そんな現代の社会構造の中、私たちはどうすればいいのでしょうか? 3つのワンシーンを通して、生殖の物語として考えてみましょう。
①いろんな生殖の物語を知る
慶多と琉晴の取り違えが起こったのは、実は当時勤務していた看護師が、子連れの男性との再婚によって育ての母親になったストレスの腹いせによるものでした。その事実が、その看護師の告白によって明らかになります。その後に、良多はその看護師の家に押しかけますが、小学生くらいの彼女の育ての息子が出てきて、良多の前でにらみながら立ちはだかります。良多から「おまえは関係ないだろ」と言われても、ひるまず「関係ある。ぼくのお母さんだもん」と言い返します。そして、彼のその気迫を目の当たりにして、良多は打ちひしがれるのでした。
1つ目、いろんな生殖の物語を知ることです。それまでの良多は、実績、学歴、血のつながりなどの形あるものしか信じておらず、小学校のお受験の面接の模範解答のような「普通の家族」「正しい家族」「ちゃんとした家族」にとらわれていました。そして、血のつながりがあるという理由でだけで、琉晴を無理やり懐かせようとしていました。しかし、血のつながらない親子の強い絆を見せ付けられ、彼の価値観の根本が揺らいだのでした。
私たちも、良多のような頭でっかちの思考回路に陥ることがあるかもしれません。しかし、いろんな生殖の物語を知った時、親子の絆は、血のつながりだけで存在するものではなく、情によって育むものであることに気づかされます。

******

▶ _目標 A_: 生殖の物語についての文章のうち、「そんな現代の社会構造の中、私」から「多は打ちひしがれるのでした。」までの部分を両端も含めてもう一度書いてください。その際、「看護師」を「助産師」に入れ替えてください。
ここに並ぶ項目は、生殖の物語についての文章とはまったく関係がありません。

******

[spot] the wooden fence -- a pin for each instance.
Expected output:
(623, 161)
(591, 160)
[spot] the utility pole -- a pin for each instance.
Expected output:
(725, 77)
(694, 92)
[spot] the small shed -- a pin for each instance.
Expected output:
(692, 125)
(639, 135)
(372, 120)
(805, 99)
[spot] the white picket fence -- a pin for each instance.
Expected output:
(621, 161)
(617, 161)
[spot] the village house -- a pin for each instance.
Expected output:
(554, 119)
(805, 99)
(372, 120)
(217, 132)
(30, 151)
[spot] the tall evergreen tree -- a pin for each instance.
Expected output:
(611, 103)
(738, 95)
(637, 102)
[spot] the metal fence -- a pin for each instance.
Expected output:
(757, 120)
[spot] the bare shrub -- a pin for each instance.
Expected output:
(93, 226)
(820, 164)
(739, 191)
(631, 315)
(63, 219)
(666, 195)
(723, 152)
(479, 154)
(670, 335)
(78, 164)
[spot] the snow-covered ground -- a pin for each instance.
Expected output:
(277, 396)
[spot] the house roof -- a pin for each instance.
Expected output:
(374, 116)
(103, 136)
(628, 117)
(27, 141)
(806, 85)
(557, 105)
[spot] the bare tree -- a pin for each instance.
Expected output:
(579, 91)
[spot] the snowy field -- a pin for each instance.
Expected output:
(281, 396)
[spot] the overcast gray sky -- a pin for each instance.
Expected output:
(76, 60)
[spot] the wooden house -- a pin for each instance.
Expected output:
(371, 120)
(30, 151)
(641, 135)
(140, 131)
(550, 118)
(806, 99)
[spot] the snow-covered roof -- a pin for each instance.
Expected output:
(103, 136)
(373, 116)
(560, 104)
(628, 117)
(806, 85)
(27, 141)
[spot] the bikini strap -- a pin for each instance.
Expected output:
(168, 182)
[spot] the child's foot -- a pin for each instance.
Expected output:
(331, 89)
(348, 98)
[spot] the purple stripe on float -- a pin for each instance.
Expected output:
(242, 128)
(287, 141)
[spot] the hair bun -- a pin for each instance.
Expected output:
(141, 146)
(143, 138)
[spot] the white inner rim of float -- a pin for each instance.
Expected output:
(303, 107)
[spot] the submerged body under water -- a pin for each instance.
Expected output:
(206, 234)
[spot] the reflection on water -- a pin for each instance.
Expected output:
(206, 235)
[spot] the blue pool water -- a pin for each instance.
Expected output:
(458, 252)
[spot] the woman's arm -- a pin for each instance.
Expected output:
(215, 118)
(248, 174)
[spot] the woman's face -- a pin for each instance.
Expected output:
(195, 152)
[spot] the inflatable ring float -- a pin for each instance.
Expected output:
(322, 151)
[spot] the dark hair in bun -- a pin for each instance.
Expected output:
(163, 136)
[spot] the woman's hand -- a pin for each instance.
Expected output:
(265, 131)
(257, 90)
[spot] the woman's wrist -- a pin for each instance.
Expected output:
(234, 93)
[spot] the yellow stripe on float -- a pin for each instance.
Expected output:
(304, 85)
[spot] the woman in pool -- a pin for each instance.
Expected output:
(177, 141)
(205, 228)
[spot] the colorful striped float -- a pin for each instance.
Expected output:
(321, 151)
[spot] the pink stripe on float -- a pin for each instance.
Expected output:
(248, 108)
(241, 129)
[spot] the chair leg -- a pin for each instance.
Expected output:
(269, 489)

******

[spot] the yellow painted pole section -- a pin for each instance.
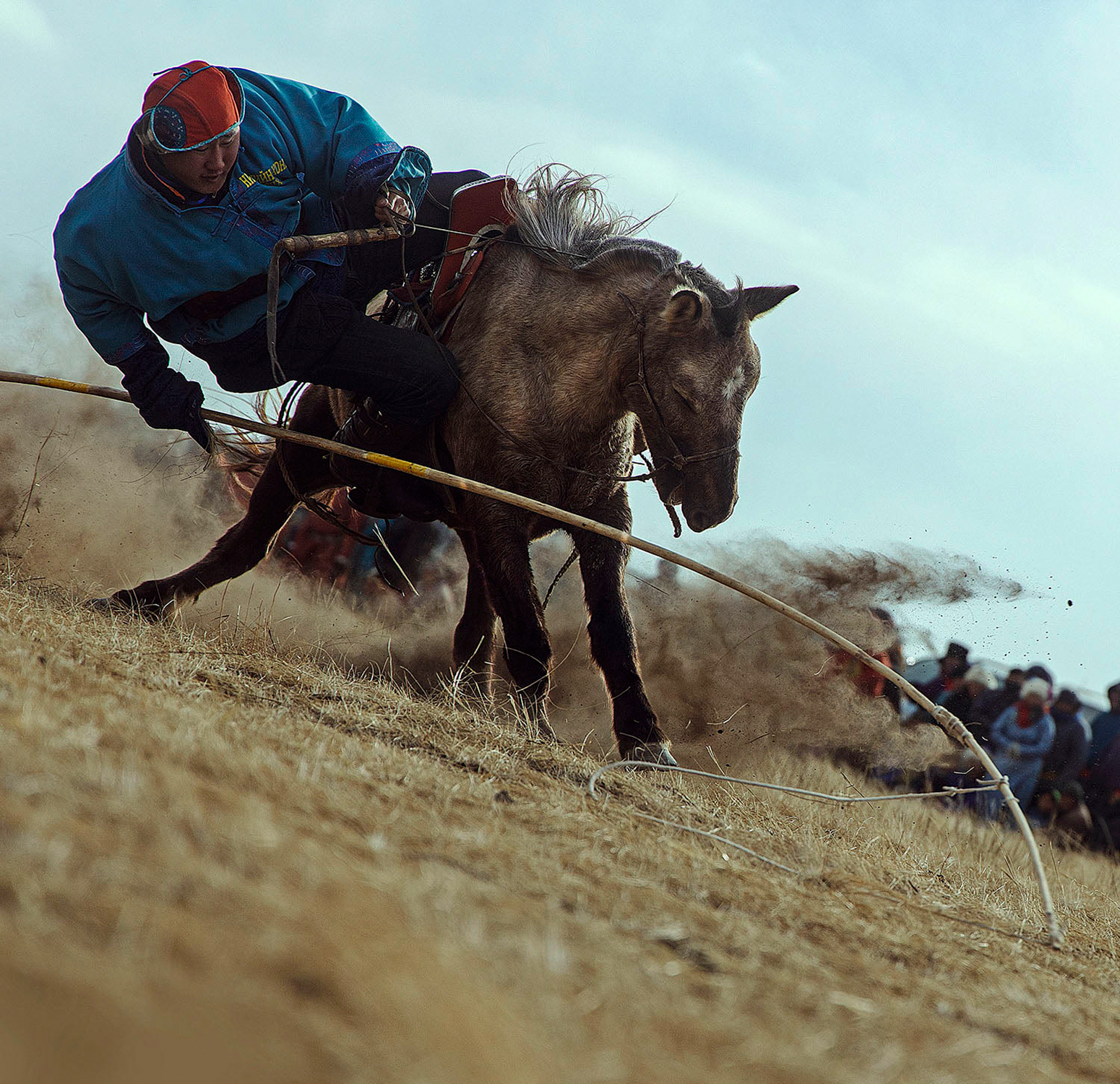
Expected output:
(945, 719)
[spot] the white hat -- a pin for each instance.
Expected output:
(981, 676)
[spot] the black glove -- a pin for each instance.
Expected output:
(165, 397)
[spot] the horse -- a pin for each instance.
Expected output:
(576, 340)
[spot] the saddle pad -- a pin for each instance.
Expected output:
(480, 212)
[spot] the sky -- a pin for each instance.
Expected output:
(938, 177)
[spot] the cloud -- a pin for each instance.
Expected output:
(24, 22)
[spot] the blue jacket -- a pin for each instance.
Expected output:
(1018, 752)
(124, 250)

******

▶ _目標 B_: 「bare」という語を含む行を項目の中からすべて特定し、そのまま書き写してください。大文字と小文字は区別します。

▶ _解答 A_:
そんな現代の社会構造の中、私たちはどうすればいいのでしょうか? 3つのワンシーンを通して、生殖の物語として考えてみましょう。
①いろんな生殖の物語を知る
慶多と琉晴の取り違えが起こったのは、実は当時勤務していた助産師が、子連れの男性との再婚によって育ての母親になったストレスの腹いせによるものでした。その事実が、その助産師の告白によって明らかになります。その後に、良多はその助産師の家に押しかけますが、小学生くらいの彼女の育ての息子が出てきて、良多の前でにらみながら立ちはだかります。良多から「おまえは関係ないだろ」と言われても、ひるまず「関係ある。ぼくのお母さんだもん」と言い返します。そして、彼のその気迫を目の当たりにして、良多は打ちひしがれるのでした。

▶ _解答 B_:
[spot] the bare shrub -- a pin for each instance.
[spot] the bare tree -- a pin for each instance.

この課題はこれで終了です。